> [TEXT]
By Christian Avard | Special to the Vermont Guardian

Posted October 25, 2006

Editor's Note: This story was updated at 6 p.m. to reflect reaction from U.S. Sen. Patrick Leahy, and to reflect additional military members who have sent appeals to Congress.

WASHINGTON — For the first time since the invasion of Iraq, active-duty members of the military are asking members of Congress to end the occupation and bring U.S. soldiers home.

Today in Washington, three active duty servicemen, including one who spoke on the condition of anonymity, and a retired military judge advocate general (JAG) filed an appeal of redress through a whistleblower provision in military law.

A few days ago, 65 military service members and National Guardsmen sent “Appeals for Redress” to urge members of Congress an immediate withdrawal from Iraq.

Under the Military Whistleblower Protection Act, active-duty military, National Guard and reservists can send a protected communication to a member of Congress regarding any subject without reprisal.

What began as 65 servicemen and servicewomen has now reached nearly 350, with more than 125 of them on active duty.

The idea for the redress appeals originated January when Seaman Jonathan Hutto of Atlanta, GA, was deployed to Iraq.

An old buddy of his, who was a member of the G.I. movement to resist the Vietnam War back in the early 1970s, sent him a 30th anniversary copy of Soldiers in Revolt written by David Cortright. The book chronicles the G.I. movement within the military during the Vietnam War who advocated to end that war and bring the troops home. One of the avenues they used was appealing to their political leaders in Washington.

By 1971 more than 250,000 of these active duty servicemen appealed to Congress. Reading this gave Hutto an inspiration to speak out.

One of the active service members who has taken Hutto’s lead is a Vermonter.

Marine Corps Sgt. Liam Madden of Rockingham spoke to the media today after filing the redress, expressing his support for the effort because he opposes the war the Iraq.

[Box-labeled dataset extracts]
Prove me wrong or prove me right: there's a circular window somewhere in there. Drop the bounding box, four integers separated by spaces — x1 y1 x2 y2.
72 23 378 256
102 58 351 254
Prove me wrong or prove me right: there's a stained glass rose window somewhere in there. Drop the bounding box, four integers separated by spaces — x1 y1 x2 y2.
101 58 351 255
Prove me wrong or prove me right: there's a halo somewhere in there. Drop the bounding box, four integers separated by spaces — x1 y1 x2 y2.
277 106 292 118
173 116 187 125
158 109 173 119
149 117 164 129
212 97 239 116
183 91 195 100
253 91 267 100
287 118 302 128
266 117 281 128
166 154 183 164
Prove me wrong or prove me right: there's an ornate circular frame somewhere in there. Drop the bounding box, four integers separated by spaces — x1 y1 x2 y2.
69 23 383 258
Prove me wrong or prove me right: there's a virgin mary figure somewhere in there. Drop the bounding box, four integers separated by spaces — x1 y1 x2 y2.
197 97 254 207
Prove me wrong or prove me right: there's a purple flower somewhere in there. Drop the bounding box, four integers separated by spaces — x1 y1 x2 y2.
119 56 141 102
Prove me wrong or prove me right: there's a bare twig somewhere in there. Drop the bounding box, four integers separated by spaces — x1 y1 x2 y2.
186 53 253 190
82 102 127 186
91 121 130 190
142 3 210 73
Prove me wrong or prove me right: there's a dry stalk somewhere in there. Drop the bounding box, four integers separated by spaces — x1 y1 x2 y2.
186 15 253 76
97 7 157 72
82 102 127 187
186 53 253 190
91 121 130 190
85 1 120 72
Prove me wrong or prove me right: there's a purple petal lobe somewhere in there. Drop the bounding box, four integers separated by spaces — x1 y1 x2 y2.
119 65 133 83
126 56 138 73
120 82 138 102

> [TASKS]
(a) In the article, which book did Jonathan Hutto's old buddy send him?
(b) Reproduce the part of the article starting with "WASHINGTON — For" and going on through "U.S. soldiers home.".

> [RESPONSES TO THE TASKS]
(a) A 30th anniversary copy of Soldiers in Revolt, written by David Cortright.

(b)
WASHINGTON — For the first time since the invasion of Iraq, active-duty members of the military are asking members of Congress to end the occupation and bring U.S. soldiers home.